─── Dataset extract

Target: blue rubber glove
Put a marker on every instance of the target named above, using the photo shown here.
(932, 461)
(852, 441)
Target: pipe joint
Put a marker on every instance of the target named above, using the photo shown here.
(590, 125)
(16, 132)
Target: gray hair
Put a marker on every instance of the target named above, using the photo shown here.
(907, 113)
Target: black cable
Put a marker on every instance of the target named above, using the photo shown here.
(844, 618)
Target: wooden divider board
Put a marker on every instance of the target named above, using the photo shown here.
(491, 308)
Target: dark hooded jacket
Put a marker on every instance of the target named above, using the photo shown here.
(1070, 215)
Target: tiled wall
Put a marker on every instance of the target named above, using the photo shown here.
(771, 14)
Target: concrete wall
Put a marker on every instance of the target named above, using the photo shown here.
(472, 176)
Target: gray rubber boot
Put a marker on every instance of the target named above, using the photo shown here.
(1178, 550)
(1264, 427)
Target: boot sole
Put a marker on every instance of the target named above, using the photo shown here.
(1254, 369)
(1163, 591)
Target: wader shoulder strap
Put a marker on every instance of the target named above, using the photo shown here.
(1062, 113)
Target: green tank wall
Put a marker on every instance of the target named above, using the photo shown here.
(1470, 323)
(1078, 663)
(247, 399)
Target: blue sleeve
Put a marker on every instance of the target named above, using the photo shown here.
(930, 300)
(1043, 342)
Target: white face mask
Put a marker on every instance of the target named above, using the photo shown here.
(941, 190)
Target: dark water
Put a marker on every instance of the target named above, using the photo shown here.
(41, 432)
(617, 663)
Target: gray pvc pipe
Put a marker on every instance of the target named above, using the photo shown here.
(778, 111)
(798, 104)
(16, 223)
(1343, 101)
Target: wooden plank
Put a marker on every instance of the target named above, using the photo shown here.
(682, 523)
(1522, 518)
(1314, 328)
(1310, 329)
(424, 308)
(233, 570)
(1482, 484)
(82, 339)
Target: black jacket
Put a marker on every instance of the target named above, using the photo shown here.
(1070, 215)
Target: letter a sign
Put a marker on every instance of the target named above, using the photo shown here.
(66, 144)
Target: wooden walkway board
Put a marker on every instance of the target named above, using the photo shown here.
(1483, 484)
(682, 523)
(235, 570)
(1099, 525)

──────

Can you write out all the entries again, substituting "Place a dot" for "Put a marker" wherever it occurs and leaving everything else unchanged?

Target: blue rubber glove
Place a dot on every instance of the target named above, using the photo shown here.
(932, 461)
(852, 441)
Target: pipe joint
Place a dot on every instance of the target named above, using the photo shown here.
(590, 125)
(16, 132)
Target: gray hair
Place a dot on every instance of the target named above, using the photo shown here.
(907, 113)
Target: black cable
Place a dot on every instance of the target named above, using the photo shown here.
(844, 618)
Target: wooden divider board
Place a dot on every instance of the target named above, using the photo shown here.
(491, 308)
Target: dark hooded jacket
Place a dot on every instance of the target named above, using the photo shown here.
(1070, 215)
Target: tiled wall
Place a dot on every instance of the target named above, using the photo shown here.
(771, 14)
Target: concrete wall
Place a dot on every instance of the target named above, using the photo shown here.
(472, 176)
Target: gray rubber boot
Place a dot on every instance of the target named above, using the photo shown here.
(1178, 550)
(1264, 427)
Target: boot sole
Place a dot on every instance of the target named above, using the photo shown here.
(1254, 369)
(1163, 591)
Target: wader shoulder strap
Place a dot on every instance of the target named above, using the photo shown here.
(1062, 113)
Target: green tank wall
Place a dot on every instance of the target named above, using the photo shown here.
(1470, 323)
(1078, 663)
(247, 399)
Target: blue sleeve
Place a dot on every instance of the target named above, using the photo shown here.
(930, 300)
(1043, 342)
Target: white face mask
Place a dot on every instance of the target named above, using the photo shown here.
(941, 190)
Target: dark water
Place a dot on every instance of the target named above, using the photo shown here.
(41, 432)
(617, 663)
Target: gray pvc pipe
Place a dot on every instance of the target named above, using the photo shown here.
(778, 111)
(798, 104)
(16, 223)
(1343, 101)
Target: wooden plank
Place a dot on every instance of the target named above, using the photo shown here.
(682, 523)
(1522, 518)
(1314, 328)
(1310, 329)
(424, 308)
(233, 570)
(1482, 484)
(82, 339)
Target: black jacket
Place a dot on every instance of the target named above, using the photo shown here.
(1070, 215)
Target: letter a sign
Place a dot on every instance of the target named above, using the photo shown here.
(66, 144)
Target: wooden walkway board
Place a dot on every instance of the target named above, using the photo shown here.
(1483, 484)
(682, 523)
(235, 570)
(1099, 525)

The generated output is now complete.